**Listing of object locations**
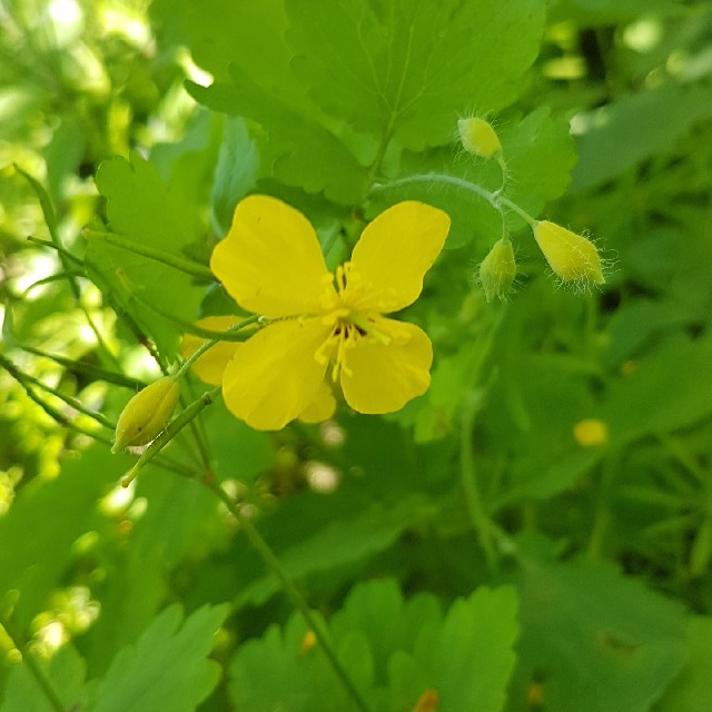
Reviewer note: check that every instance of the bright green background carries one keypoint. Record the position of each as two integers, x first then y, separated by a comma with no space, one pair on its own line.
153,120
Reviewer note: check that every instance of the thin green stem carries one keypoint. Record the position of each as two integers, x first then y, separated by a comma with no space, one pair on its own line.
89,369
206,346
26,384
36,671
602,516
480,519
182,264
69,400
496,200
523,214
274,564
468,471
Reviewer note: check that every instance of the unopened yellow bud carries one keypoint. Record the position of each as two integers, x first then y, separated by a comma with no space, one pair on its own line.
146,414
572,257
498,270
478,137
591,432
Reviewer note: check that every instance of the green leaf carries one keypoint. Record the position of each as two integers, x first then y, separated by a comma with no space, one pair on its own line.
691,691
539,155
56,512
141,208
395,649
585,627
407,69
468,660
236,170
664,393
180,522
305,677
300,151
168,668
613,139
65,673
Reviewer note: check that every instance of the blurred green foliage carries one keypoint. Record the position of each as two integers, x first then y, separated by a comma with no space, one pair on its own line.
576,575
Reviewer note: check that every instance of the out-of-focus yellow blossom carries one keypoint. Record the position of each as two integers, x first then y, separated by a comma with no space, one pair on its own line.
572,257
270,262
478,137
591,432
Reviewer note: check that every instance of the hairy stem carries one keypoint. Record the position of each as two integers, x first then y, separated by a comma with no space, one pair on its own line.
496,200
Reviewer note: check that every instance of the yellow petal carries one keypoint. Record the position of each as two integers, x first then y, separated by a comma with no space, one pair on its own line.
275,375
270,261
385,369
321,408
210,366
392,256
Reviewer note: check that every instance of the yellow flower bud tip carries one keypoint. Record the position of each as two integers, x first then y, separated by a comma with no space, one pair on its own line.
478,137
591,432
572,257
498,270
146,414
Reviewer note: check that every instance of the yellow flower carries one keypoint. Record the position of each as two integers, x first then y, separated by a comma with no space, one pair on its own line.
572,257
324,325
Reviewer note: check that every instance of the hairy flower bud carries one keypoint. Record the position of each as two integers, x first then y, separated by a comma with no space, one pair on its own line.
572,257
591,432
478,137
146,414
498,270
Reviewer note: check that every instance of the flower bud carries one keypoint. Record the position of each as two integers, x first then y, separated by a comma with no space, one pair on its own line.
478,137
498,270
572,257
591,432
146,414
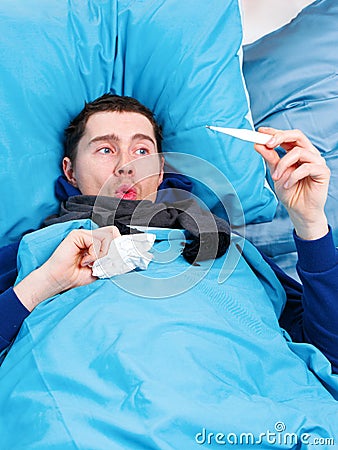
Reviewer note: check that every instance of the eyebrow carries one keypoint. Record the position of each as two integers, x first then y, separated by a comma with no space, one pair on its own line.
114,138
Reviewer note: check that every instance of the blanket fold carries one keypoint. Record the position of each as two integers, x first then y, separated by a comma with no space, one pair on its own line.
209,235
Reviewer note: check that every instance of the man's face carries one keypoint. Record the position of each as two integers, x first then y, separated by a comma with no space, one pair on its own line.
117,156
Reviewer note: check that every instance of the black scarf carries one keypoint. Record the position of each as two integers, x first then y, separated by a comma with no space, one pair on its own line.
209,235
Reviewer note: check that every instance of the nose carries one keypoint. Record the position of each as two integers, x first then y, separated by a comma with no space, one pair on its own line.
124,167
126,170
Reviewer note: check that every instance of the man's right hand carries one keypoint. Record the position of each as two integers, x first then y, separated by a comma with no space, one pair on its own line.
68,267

**Task details**
Pull every line of the listing above into your reply word for word, but leave out the pictures.

**Response for this exercise**
Reviewer note: check that every instance of the bright green background carries one keypoint. Record the position of each as two integers, x first then y, separated by a comma with no space, one pair on its own line.
153,120
Reviewer note: check that every instance of the thin green stem carries one keypoint. Record the position of each as two integers, x first then y, separated by a comma with no space, one pair on its own line.
89,369
206,346
26,384
36,671
602,516
480,519
182,264
69,400
496,200
523,214
274,564
468,471
Reviewer note: check that every instance of the unopened yellow bud carries one keypoint. Record the position of each as two integers, x first then y, separated by a comma with no space, one pair on its own line.
146,414
572,257
498,270
478,137
591,432
Reviewer note: check that every instance of the green leaf carries one keypoint. Record the position of each as two integers, x first then y, separated by a comma with no space, one pair on its own line.
691,691
539,155
56,512
141,208
395,649
585,627
407,69
468,660
236,170
664,393
180,522
305,677
300,151
168,668
613,139
65,673
Reviewer note: check that every instance of the blurred green foliage carries one keypoint. Record the position of each as two integers, x first then y, separated by a comma with no space, one pair on its own line.
576,575
Reviewer note: check that every instance of the out-of-focus yellow blossom carries one keypoint. Record the position of each as two integers, x first then y, separated by a comma with no space, one pair on its own line.
572,257
270,262
478,137
591,432
Reviewer note: check that every instance of the hairy stem carries one keypoint. Record the position of each as two integers, x first then y, separated by a comma with no space, one pair on its own line.
496,200
Reviewer note: check that every instance of the yellow petal carries one keypoint. Record the position of each as two integers, x first then y, separated by a comma with no space, one pair on its own line.
275,375
270,261
385,369
321,408
210,366
392,256
Reviewer note: check that every instance of the yellow flower bud tip carries one keypoint. Record the position of each as two integers, x first then y, separated by a comma with no space, one pair on its own line.
478,137
591,432
572,257
498,270
146,414
Reviewer note: check that every instance of the yellow flower carries one keypoint. Record the position of each as two integers, x first then y, separated by a comma with no space, one pair on its own line.
572,257
324,325
Reviewer note: check that every instance of the hairy flower bud carries one keypoint. Record the position of each as two integers, x first then y, separated by a comma with no space, one pair on its own line.
572,257
591,432
478,137
146,414
498,270
Reviewer note: check that every instance of the flower bud carries one keypoint. Record the position of each as two integers, x first then y, separated by a comma with no space, one pair on its own line.
478,137
498,270
572,257
591,432
146,414
Reviewer note: check that every instance of the eyebrow carries one keypoint. Record the position of each as two integers, x first then y, separated by a comma with no space, one pair on its own line.
114,138
Reviewer note: check that every instance of the blanket fold carries one keypoint. Record the position of each as two integers, x first then y, separated by a comma with no space, one pair on its own line.
209,235
Reviewer note: check that every instance of the man's face carries one keypoint. Record the position of each as two integers, x first then y, separated by a comma with no space, one pair on its own line.
117,156
Reviewer note: check that every instance of the black scarf carries one keypoint. Record the position of each as two integers, x first then y, separated by a comma with no space, one pair on its own line.
209,235
Reviewer note: check that every instance of the nose carries one keypoint. Record the position of each as two integers, x first then y, separated by a comma with no space, one pair on its own line.
124,167
126,170
Reviewer note: check that every instance of the man's right hand carries one keypoint. Record the position of each as two integers, x first then y, separated by a comma with no space, one pair on its own line.
68,267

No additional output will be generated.